Instructions for the task: Rewrite the items below with every occurrence of "innermost point" changed to "central point", leaving everything else the same.

==========

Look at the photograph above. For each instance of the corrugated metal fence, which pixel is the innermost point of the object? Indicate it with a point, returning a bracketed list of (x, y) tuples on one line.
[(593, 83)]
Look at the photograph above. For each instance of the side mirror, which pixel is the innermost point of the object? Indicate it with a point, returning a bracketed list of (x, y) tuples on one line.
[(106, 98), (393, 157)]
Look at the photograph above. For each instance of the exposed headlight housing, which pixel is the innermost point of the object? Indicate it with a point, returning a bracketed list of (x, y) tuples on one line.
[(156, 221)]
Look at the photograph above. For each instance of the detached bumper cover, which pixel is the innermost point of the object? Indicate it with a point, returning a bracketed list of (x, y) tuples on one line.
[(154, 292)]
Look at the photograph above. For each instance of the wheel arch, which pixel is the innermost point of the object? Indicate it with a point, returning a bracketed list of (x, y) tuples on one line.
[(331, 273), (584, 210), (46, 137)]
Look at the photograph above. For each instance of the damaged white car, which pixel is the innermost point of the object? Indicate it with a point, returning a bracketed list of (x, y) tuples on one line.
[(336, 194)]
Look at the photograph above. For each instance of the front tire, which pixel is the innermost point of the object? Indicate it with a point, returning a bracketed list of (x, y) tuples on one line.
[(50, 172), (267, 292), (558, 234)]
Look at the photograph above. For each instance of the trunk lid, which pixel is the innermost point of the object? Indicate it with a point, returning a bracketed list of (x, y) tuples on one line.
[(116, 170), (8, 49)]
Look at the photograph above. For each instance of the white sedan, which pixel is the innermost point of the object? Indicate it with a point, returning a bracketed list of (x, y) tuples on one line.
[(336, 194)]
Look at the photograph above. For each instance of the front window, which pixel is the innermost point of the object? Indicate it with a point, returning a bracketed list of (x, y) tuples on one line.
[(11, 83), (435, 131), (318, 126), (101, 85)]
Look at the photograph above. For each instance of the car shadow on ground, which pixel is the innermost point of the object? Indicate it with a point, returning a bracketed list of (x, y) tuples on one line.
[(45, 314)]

==========

Written solution:
Look at the photograph above. For each instance of the corrugated metal fence, which pixel is the central point of the object? Indicate it with a point, returning a bracketed list of (x, y) tuples on one line.
[(593, 83)]
Look at the photograph above. For each instance of the side mirror, which pixel is the central point of the object? Indicate it with a point, returning a bracketed list of (x, y) tuples on one line.
[(106, 98), (393, 157)]
Look at the photograph above. For each instance of the exposed headlight housing, which pixel is the central point of the object? Indicate it with a point, returning a bracketed list of (x, y) tuples on one line.
[(156, 221)]
Look at the photograph above. For each instance of the detached bumper cover, which pixel is the central point of the object? Indicate it with a point, returning a bracketed list of (x, y) tuples on one line.
[(154, 292)]
Look at the photograph above. For each instance of the wheel arch, which pixel is the central point of the object? Indicate it with a point, returning a bracketed list of (x, y) tuples on one line.
[(331, 273), (584, 210), (46, 137)]
Look at the photograph above. For each instance of the damaged white car, which pixel is the central point of the object? Indicate it with a point, returning a bracketed list of (x, y) tuples on one line.
[(336, 194)]
Look at the photograph above. For each instance of the front tire, which pixel is the central point of the object? Indicate it with a point, returning a bracketed list of (x, y) tuples on one line.
[(50, 172), (267, 292), (558, 234)]
Look at the photograph above. For each instance of the trunk lid, which pixel is the central point of the object? Indicate it with a point, returning a bracketed list of (x, y) tuples on one line.
[(116, 170), (8, 49)]
Look at the photograph above. For each instance of the white sedan, which pixel is the central point of the object? Indicate it with a point, returning a bracketed list of (x, y) tuples on one line.
[(336, 194)]
Look at the photograph above. For each instance of the front window, which pixel is the central point of the object? Indicate it with a point, returning a bracketed list of (x, y) tuples on one line.
[(11, 83), (435, 131), (318, 126), (101, 85)]
Look at the photograph above. For each instance of the car shadow on ground, which pixel is the central point of the object? Indicate it with a point, returning a bracketed list of (x, y) tuples on one line.
[(45, 314)]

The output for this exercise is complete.